§ Directions for this task: Gather every line in the records below that contains the string "negative", copying each such line in full. Matching is case-sensitive.
##########
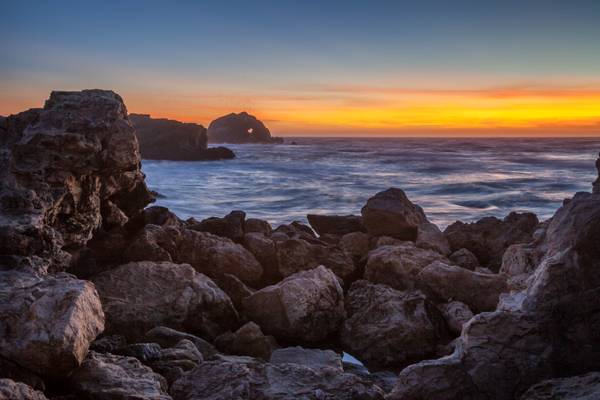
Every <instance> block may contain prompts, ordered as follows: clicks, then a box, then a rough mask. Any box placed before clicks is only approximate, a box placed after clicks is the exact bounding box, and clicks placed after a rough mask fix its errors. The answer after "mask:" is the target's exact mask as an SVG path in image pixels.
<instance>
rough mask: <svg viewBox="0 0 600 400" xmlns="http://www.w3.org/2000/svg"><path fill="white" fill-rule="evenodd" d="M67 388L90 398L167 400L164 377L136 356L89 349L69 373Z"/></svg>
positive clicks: (140, 399)
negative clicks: (136, 357) (133, 357)
mask: <svg viewBox="0 0 600 400" xmlns="http://www.w3.org/2000/svg"><path fill="white" fill-rule="evenodd" d="M68 387H69V389H70V390H71V391H72V392H73V393H75V394H76V395H77V396H79V398H85V399H92V400H114V399H136V400H138V399H139V400H171V397H170V396H169V395H168V394H167V392H166V389H167V383H166V381H165V379H164V378H163V377H162V376H160V375H158V374H156V373H154V372H152V370H151V369H150V368H149V367H146V366H144V365H142V363H141V362H140V361H138V360H137V359H135V358H133V357H122V356H117V355H113V354H99V353H95V352H93V351H92V352H90V354H89V355H88V357H87V358H86V359H85V361H84V362H83V364H81V366H80V367H79V368H77V369H76V370H75V371H73V373H72V374H71V375H70V376H69V383H68Z"/></svg>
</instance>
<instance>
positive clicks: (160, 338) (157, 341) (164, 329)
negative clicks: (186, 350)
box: [144, 326, 217, 359]
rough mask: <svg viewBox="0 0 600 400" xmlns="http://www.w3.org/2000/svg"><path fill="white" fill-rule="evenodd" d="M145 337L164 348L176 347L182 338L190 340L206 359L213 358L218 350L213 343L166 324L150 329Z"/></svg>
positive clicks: (194, 345)
mask: <svg viewBox="0 0 600 400" xmlns="http://www.w3.org/2000/svg"><path fill="white" fill-rule="evenodd" d="M144 339H145V340H148V341H150V342H154V343H158V344H159V345H161V346H162V347H164V348H169V347H174V346H176V345H177V344H178V343H180V342H181V341H182V340H189V341H190V342H191V343H193V344H194V346H196V348H197V349H198V351H200V353H201V354H202V357H203V358H204V359H210V358H212V357H213V356H214V355H215V354H216V353H217V350H216V349H215V348H214V346H213V345H212V344H210V343H209V342H207V341H206V340H204V339H202V338H199V337H197V336H194V335H191V334H189V333H185V332H179V331H176V330H175V329H171V328H167V327H166V326H157V327H156V328H152V329H150V330H149V331H148V332H146V334H145V335H144Z"/></svg>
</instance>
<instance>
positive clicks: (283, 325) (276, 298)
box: [243, 265, 345, 342]
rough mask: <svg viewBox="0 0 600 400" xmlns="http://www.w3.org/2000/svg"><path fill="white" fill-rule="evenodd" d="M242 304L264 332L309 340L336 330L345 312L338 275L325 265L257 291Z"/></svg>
mask: <svg viewBox="0 0 600 400" xmlns="http://www.w3.org/2000/svg"><path fill="white" fill-rule="evenodd" d="M243 305H244V311H245V314H246V315H247V316H248V318H249V319H251V320H252V321H254V322H256V323H257V324H258V325H259V326H260V327H261V329H262V330H263V331H264V332H265V333H267V334H271V335H274V336H275V337H276V338H282V339H289V340H302V341H307V342H311V341H320V340H323V339H325V338H327V336H329V335H330V334H332V333H334V332H336V331H337V329H338V328H339V326H340V325H341V323H342V321H343V319H344V316H345V313H344V295H343V292H342V288H341V286H340V284H339V282H338V279H337V278H336V276H335V274H334V273H333V272H331V271H330V270H328V269H327V268H325V267H324V266H322V265H321V266H319V267H317V268H314V269H311V270H308V271H301V272H297V273H295V274H293V275H291V276H288V277H287V278H285V279H284V280H283V281H281V282H279V283H277V284H275V285H272V286H267V287H266V288H263V289H261V290H259V291H257V292H255V293H254V294H252V295H251V296H249V297H246V298H245V299H244V300H243Z"/></svg>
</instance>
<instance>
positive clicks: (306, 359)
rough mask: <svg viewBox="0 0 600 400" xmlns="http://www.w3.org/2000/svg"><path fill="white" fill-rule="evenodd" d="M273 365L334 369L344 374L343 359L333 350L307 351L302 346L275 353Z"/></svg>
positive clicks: (317, 349)
mask: <svg viewBox="0 0 600 400" xmlns="http://www.w3.org/2000/svg"><path fill="white" fill-rule="evenodd" d="M270 362H271V364H286V363H292V364H300V365H303V366H305V367H309V368H313V369H319V368H332V369H337V370H339V371H340V372H343V370H344V369H343V367H342V359H341V357H340V355H339V354H337V353H335V352H334V351H332V350H320V349H305V348H303V347H300V346H296V347H285V348H283V349H277V350H275V351H273V354H272V355H271V360H270Z"/></svg>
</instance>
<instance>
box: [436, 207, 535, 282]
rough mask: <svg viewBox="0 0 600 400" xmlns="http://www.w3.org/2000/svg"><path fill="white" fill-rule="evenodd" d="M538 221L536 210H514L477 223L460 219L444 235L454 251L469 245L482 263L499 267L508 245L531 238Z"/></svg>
mask: <svg viewBox="0 0 600 400" xmlns="http://www.w3.org/2000/svg"><path fill="white" fill-rule="evenodd" d="M538 223H539V221H538V219H537V217H536V216H535V214H532V213H522V214H519V213H516V212H512V213H510V214H508V215H507V216H506V217H505V218H504V219H502V220H501V219H498V218H496V217H485V218H482V219H480V220H479V221H477V222H473V223H463V222H460V221H457V222H455V223H453V224H452V225H450V226H448V227H447V228H446V230H445V231H444V235H445V236H446V238H447V239H448V242H449V243H450V248H451V250H452V251H457V250H459V249H462V248H465V249H467V250H469V251H471V252H472V253H473V254H475V256H476V257H477V259H478V260H479V263H480V264H481V265H482V266H484V267H487V268H489V269H491V270H492V271H498V269H499V268H500V265H501V264H502V255H503V254H504V251H505V250H506V249H507V248H508V246H510V245H511V244H516V243H528V242H531V241H532V240H533V233H534V232H535V230H536V228H537V226H538Z"/></svg>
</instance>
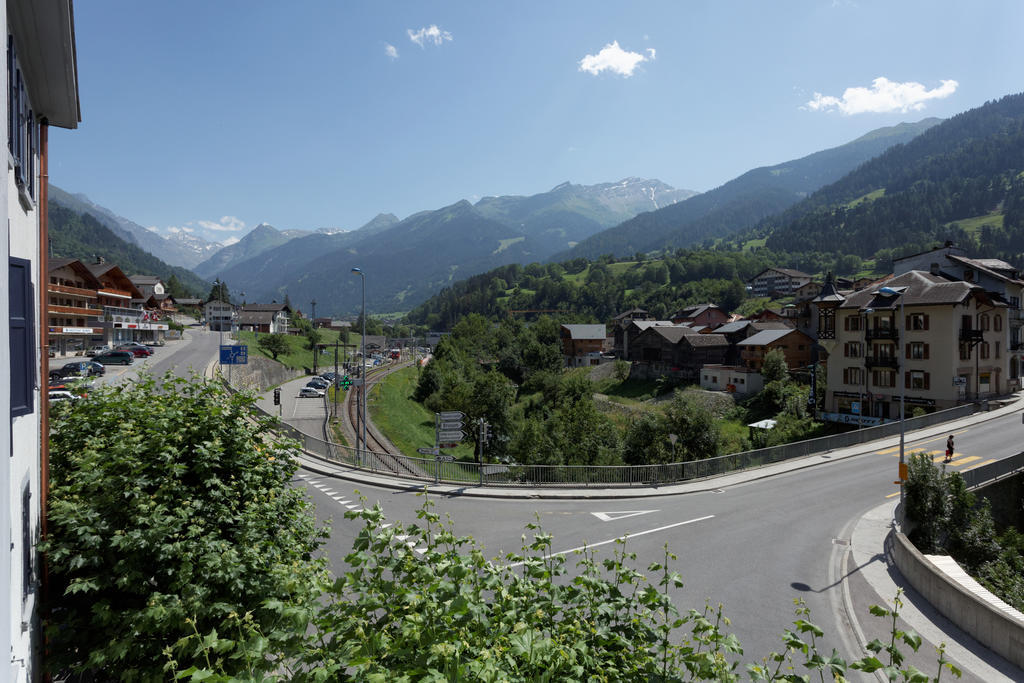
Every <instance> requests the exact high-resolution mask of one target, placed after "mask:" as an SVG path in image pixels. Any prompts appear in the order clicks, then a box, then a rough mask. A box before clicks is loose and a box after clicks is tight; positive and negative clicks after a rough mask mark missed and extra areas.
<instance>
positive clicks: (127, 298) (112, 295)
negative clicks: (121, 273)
mask: <svg viewBox="0 0 1024 683" xmlns="http://www.w3.org/2000/svg"><path fill="white" fill-rule="evenodd" d="M99 294H101V295H103V296H109V297H114V298H115V299H128V300H129V301H131V292H127V291H125V290H115V289H109V288H103V289H101V290H99Z"/></svg>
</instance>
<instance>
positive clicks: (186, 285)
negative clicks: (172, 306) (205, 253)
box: [49, 203, 209, 297]
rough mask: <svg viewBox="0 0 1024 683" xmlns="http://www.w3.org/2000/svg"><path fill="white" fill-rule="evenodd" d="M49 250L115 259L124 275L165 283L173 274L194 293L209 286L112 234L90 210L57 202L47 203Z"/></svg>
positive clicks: (181, 283) (193, 274) (182, 286)
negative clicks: (100, 256)
mask: <svg viewBox="0 0 1024 683" xmlns="http://www.w3.org/2000/svg"><path fill="white" fill-rule="evenodd" d="M49 238H50V254H51V255H52V256H56V257H62V258H78V259H82V260H83V261H86V262H88V261H91V260H92V259H93V258H95V257H96V256H102V257H103V258H104V259H106V260H108V261H109V262H111V263H116V264H117V265H118V266H119V267H120V268H121V270H122V271H124V273H125V274H126V275H135V274H146V275H157V276H159V278H160V279H161V280H163V281H164V282H165V283H166V282H168V281H170V279H171V278H175V279H176V280H177V281H178V282H179V283H180V284H181V286H182V287H183V288H184V290H185V291H186V292H187V293H188V294H190V295H191V296H194V297H202V296H203V295H204V294H206V292H207V290H208V289H209V284H207V283H205V282H203V281H202V280H201V279H200V278H199V276H197V275H196V274H195V273H194V272H191V271H190V270H187V269H185V268H180V267H178V266H174V265H168V264H167V263H164V262H163V261H161V260H160V259H159V258H157V257H156V256H154V255H153V254H151V253H150V252H146V251H143V250H142V249H141V248H139V247H137V246H135V245H133V244H129V243H127V242H125V241H124V240H122V239H121V238H119V237H118V236H116V234H114V232H113V231H111V229H110V228H108V227H106V226H104V225H103V224H101V223H100V222H99V221H98V220H96V218H94V217H93V216H92V215H91V214H87V213H78V212H76V211H73V210H71V209H68V208H65V207H62V206H59V205H56V204H52V203H51V204H50V205H49Z"/></svg>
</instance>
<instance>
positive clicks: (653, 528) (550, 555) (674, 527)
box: [508, 515, 715, 568]
mask: <svg viewBox="0 0 1024 683" xmlns="http://www.w3.org/2000/svg"><path fill="white" fill-rule="evenodd" d="M714 516H715V515H705V516H703V517H696V518H694V519H687V520H686V521H684V522H676V523H675V524H668V525H666V526H658V527H657V528H649V529H647V530H645V531H637V532H636V533H626V535H624V536H621V537H617V538H615V539H608V540H607V541H600V542H598V543H589V544H587V545H586V546H579V547H577V548H569V549H568V550H560V551H558V552H557V553H550V554H548V555H545V557H554V556H555V555H568V554H569V553H574V552H577V551H580V550H589V549H591V548H597V547H598V546H606V545H608V544H609V543H615V542H616V541H622V540H624V539H635V538H637V537H638V536H646V535H648V533H656V532H658V531H665V530H668V529H670V528H675V527H677V526H683V525H684V524H692V523H693V522H701V521H703V520H706V519H711V518H712V517H714ZM522 564H525V562H515V563H513V564H509V565H508V566H509V567H510V568H511V567H517V566H521V565H522Z"/></svg>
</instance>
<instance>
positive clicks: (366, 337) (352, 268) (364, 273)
mask: <svg viewBox="0 0 1024 683" xmlns="http://www.w3.org/2000/svg"><path fill="white" fill-rule="evenodd" d="M352 272H353V273H355V274H357V275H358V276H359V281H360V283H361V284H362V316H361V317H362V332H361V337H360V342H359V343H360V344H361V346H362V358H361V359H360V360H359V362H361V364H362V367H361V368H360V369H359V379H360V380H361V383H360V384H359V414H360V416H361V419H360V420H359V422H361V423H362V451H364V452H366V450H367V275H366V273H365V272H362V268H352ZM360 460H361V459H360Z"/></svg>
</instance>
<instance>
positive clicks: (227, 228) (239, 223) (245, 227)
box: [197, 216, 246, 232]
mask: <svg viewBox="0 0 1024 683" xmlns="http://www.w3.org/2000/svg"><path fill="white" fill-rule="evenodd" d="M197 222H198V223H199V225H200V227H203V228H205V229H208V230H217V231H220V232H238V231H240V230H244V229H245V228H246V223H245V221H244V220H242V219H240V218H236V217H234V216H221V218H220V220H219V221H212V220H200V221H197Z"/></svg>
##########
§ Written answer:
negative clicks: (136, 357) (133, 357)
negative clicks: (186, 350)
Every <instance> requests the exact high-resolution mask of one target, placed after "mask:" as an SVG path in image pixels. Any prompts appear in the order clicks, then a box, then a rough mask. A box before clicks is loose and a box after clicks is tight; positive and negative clicks after a rough mask mark missed and extra areas.
negative clicks: (121, 273)
negative clicks: (172, 306) (205, 253)
negative clicks: (100, 256)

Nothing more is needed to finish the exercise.